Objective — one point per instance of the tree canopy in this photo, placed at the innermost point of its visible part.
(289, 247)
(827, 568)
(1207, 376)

----------

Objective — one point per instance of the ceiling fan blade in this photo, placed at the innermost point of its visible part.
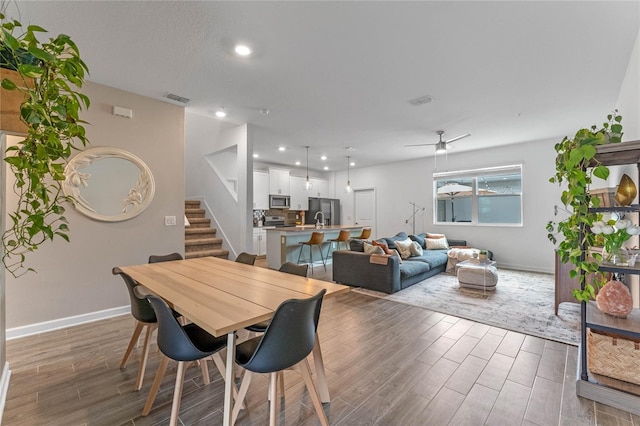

----------

Written problem:
Express the listing as a JSON list of strings, one string for each line, starting with the line with "Objective — one point per instance of the tree" and going on through the line with "(1207, 376)". Leave out any blank lines.

Exercise answer:
[
  "Objective — one point per instance of the tree canopy in this photo, placed at the innermost point of its visible part.",
  "(289, 247)",
  "(827, 568)",
  "(1207, 376)"
]